• **Provided passage**

━━━━━━━━

Chris soon outgrew his first triathlon coach. Dan Grieb, the captain of a local triathlon club, came on board to help take Chris to the next level. In a year and a half of training, Chris went from the couch to a sprint 14-mile triathlon.

Chris set his sights on a half IRONMAN race scheduled for May 2020. When Covid-19 forced organizers to scrap the official event, Chris and his team held their own race. CNN affiliate Spectrum News 13 followed Chris’ journey, ultimately ending with him qualifying to compete in the full IRONMAN competition in Panama City.

There is no road map

IRONMAN triathlons are some of the most challenging sporting events on Earth. In addition to those grueling distances, there’s also a time cutoff — 17 hours — which became Chris’ next unprecedented goal.

“There is no road map with Chris,” Grieb says. “A Down syndrome athlete has never even attempted a 17-hour race that involved a bike, a swim, and a run, so we didn’t know what to expect.”

According to Grieb, race day started off normally. He felt confident about their contingency plans for “everything” in case of an emergency — until they hit the bicycle portion of the race. During a nutrition stop, Chris accidentally stepped in an ant pile and suffered hundreds of bites. Farther into the course, Chris took off too fast downhill, hit a bump in the road, and crashed.

Grieb feared the worst. Accidents at that speed often result in broken bones, head injuries, or even hospitalization.

━━━━━━━━

• **Supplied entries**
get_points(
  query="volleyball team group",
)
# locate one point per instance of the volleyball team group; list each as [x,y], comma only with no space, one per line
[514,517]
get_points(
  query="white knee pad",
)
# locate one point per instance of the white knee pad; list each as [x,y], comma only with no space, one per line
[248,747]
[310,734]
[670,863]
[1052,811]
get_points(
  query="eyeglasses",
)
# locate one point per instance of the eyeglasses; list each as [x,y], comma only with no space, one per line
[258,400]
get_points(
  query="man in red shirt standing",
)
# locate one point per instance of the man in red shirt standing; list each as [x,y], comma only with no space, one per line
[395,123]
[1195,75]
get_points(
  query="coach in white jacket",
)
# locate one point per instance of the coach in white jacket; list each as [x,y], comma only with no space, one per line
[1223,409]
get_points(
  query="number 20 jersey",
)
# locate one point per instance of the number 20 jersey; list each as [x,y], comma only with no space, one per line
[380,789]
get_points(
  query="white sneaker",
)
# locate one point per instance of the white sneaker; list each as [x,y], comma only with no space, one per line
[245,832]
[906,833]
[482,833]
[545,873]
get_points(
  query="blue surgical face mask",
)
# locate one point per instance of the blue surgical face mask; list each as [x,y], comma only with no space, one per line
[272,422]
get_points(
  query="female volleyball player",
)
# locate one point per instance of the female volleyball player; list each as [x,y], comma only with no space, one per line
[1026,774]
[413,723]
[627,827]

━━━━━━━━

• **Exercise aim**
Copy out the whole text about Chris's triathlon training and IRONMAN race, word for word. None of the lines are needed here.

• **Written solution**
Chris soon outgrew his first triathlon coach. Dan Grieb, the captain of a local triathlon club, came on board to help take Chris to the next level. In a year and a half of training, Chris went from the couch to a sprint 14-mile triathlon.

Chris set his sights on a half IRONMAN race scheduled for May 2020. When Covid-19 forced organizers to scrap the official event, Chris and his team held their own race. CNN affiliate Spectrum News 13 followed Chris’ journey, ultimately ending with him qualifying to compete in the full IRONMAN competition in Panama City.

There is no road map

IRONMAN triathlons are some of the most challenging sporting events on Earth. In addition to those grueling distances, there’s also a time cutoff — 17 hours — which became Chris’ next unprecedented goal.

“There is no road map with Chris,” Grieb says. “A Down syndrome athlete has never even attempted a 17-hour race that involved a bike, a swim, and a run, so we didn’t know what to expect.”

According to Grieb, race day started off normally. He felt confident about their contingency plans for “everything” in case of an emergency — until they hit the bicycle portion of the race. During a nutrition stop, Chris accidentally stepped in an ant pile and suffered hundreds of bites. Farther into the course, Chris took off too fast downhill, hit a bump in the road, and crashed.

Grieb feared the worst. Accidents at that speed often result in broken bones, head injuries, or even hospitalization.